Please select every line of the records below that contains the word "laptop", and copy each one out in full.

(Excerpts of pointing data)
----

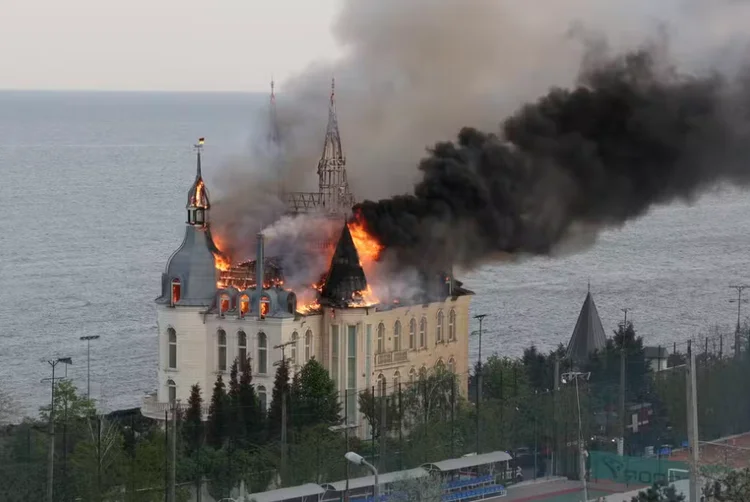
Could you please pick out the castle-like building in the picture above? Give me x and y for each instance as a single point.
(211, 313)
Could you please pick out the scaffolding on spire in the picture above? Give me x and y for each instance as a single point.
(334, 196)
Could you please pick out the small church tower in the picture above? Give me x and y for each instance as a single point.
(332, 182)
(191, 274)
(588, 335)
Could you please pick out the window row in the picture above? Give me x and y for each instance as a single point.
(260, 390)
(261, 360)
(308, 349)
(421, 342)
(383, 386)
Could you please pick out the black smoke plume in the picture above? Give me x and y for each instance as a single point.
(633, 133)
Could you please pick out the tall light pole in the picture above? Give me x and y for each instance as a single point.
(739, 302)
(88, 339)
(359, 460)
(566, 377)
(51, 460)
(479, 375)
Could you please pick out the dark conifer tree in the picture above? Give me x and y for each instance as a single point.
(281, 389)
(314, 397)
(253, 420)
(192, 428)
(218, 416)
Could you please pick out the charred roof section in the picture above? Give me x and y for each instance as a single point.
(345, 279)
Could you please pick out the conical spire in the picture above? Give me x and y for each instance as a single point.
(332, 180)
(588, 335)
(345, 276)
(198, 194)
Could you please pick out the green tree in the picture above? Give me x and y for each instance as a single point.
(659, 492)
(192, 426)
(280, 391)
(217, 427)
(69, 405)
(252, 415)
(315, 399)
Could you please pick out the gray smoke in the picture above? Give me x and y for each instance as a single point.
(413, 73)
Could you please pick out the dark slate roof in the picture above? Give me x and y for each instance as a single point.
(588, 334)
(194, 265)
(345, 275)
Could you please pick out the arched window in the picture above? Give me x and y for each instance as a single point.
(172, 388)
(439, 328)
(224, 304)
(381, 385)
(221, 337)
(308, 345)
(244, 305)
(263, 398)
(265, 306)
(242, 348)
(172, 340)
(412, 334)
(423, 333)
(452, 326)
(176, 290)
(295, 339)
(397, 336)
(262, 353)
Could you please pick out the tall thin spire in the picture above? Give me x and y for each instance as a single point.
(332, 180)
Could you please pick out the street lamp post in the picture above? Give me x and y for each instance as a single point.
(359, 460)
(574, 375)
(479, 375)
(51, 460)
(88, 339)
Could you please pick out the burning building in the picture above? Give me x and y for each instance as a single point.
(363, 329)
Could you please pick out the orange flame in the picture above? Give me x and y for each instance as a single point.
(368, 247)
(369, 250)
(221, 262)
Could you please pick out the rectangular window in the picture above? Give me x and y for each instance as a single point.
(351, 383)
(368, 354)
(335, 355)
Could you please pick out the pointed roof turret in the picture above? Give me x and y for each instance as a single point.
(345, 279)
(588, 335)
(332, 181)
(191, 275)
(198, 194)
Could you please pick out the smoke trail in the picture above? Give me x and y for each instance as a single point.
(632, 134)
(415, 72)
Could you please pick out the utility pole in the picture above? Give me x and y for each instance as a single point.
(51, 452)
(739, 300)
(383, 428)
(692, 423)
(173, 467)
(621, 445)
(88, 339)
(479, 379)
(581, 450)
(284, 395)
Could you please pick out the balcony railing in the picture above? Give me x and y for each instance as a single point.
(394, 357)
(152, 408)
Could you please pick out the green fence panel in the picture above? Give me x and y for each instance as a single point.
(635, 470)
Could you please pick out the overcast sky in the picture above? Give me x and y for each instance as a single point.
(160, 44)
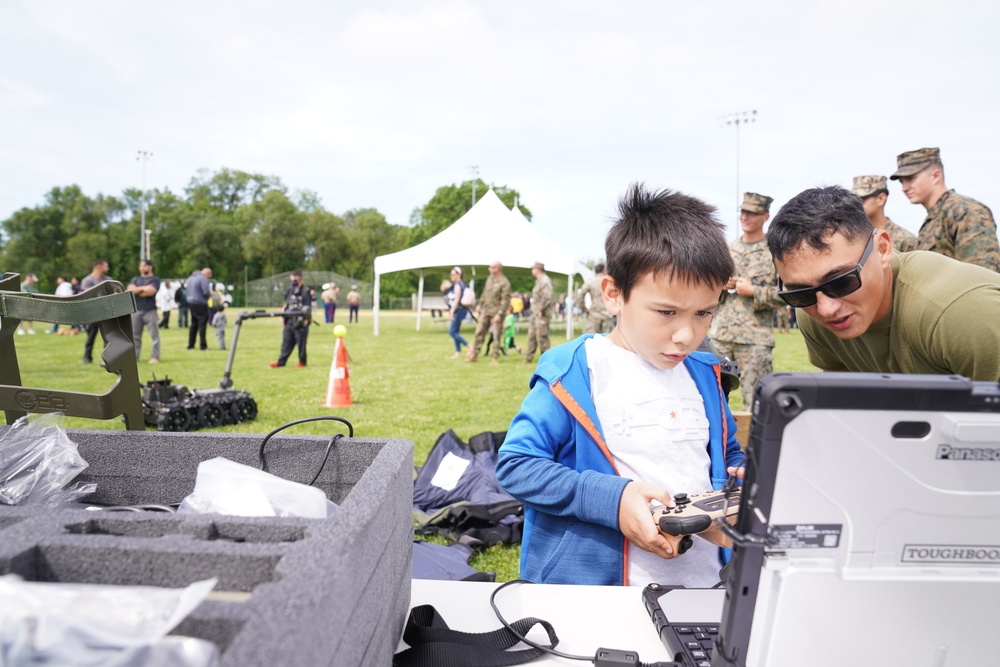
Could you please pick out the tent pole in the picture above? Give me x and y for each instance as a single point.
(420, 298)
(375, 307)
(569, 307)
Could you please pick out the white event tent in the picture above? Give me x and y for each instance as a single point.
(487, 233)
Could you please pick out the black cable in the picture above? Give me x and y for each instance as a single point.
(602, 656)
(541, 647)
(329, 445)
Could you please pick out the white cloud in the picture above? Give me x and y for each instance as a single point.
(378, 104)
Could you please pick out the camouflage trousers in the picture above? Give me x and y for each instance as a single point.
(538, 337)
(599, 324)
(485, 326)
(754, 362)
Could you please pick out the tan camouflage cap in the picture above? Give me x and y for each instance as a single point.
(913, 162)
(755, 203)
(866, 186)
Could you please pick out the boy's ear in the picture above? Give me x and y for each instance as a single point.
(612, 295)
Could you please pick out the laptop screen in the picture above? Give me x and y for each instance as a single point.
(871, 518)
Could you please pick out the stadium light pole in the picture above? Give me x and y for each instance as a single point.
(738, 118)
(143, 157)
(475, 177)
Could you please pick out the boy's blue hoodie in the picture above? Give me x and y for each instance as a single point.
(555, 460)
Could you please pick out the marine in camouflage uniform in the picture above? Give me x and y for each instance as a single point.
(743, 327)
(492, 307)
(955, 226)
(873, 193)
(541, 313)
(598, 318)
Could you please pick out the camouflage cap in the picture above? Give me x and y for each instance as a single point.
(755, 203)
(913, 162)
(866, 186)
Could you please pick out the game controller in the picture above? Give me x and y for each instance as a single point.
(695, 513)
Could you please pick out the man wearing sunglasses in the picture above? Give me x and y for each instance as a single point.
(867, 309)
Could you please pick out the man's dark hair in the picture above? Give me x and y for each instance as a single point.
(813, 216)
(666, 232)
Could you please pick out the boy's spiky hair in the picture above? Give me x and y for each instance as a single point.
(667, 233)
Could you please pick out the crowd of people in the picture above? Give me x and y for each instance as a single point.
(614, 423)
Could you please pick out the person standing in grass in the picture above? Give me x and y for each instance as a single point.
(97, 276)
(614, 423)
(457, 310)
(145, 286)
(298, 310)
(353, 304)
(30, 286)
(492, 305)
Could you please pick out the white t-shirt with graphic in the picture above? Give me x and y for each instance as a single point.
(655, 426)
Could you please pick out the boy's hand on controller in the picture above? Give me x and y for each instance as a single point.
(637, 524)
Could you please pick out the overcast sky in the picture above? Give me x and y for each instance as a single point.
(379, 103)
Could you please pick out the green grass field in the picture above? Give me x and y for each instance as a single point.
(403, 382)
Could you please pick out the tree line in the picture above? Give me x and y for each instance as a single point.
(239, 223)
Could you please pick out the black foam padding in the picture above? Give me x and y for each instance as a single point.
(321, 592)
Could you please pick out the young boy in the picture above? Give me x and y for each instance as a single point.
(613, 423)
(510, 330)
(219, 322)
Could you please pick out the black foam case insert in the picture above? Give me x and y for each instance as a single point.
(290, 592)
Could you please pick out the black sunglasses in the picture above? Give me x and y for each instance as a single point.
(835, 288)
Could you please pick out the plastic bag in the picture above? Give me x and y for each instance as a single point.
(226, 487)
(37, 460)
(95, 625)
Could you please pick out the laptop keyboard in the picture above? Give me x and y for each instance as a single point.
(694, 643)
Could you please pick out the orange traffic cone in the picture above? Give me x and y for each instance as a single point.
(338, 390)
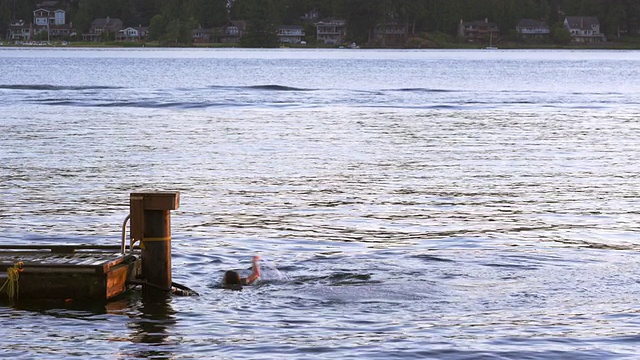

----

• RESULT BELOW:
Could you please pick out the laptop screen in the picture above? Give me x and y for each instance as a single point.
Could you please pick out the laptop keyboard in the picture above? Give me x and y for each instance as a single point.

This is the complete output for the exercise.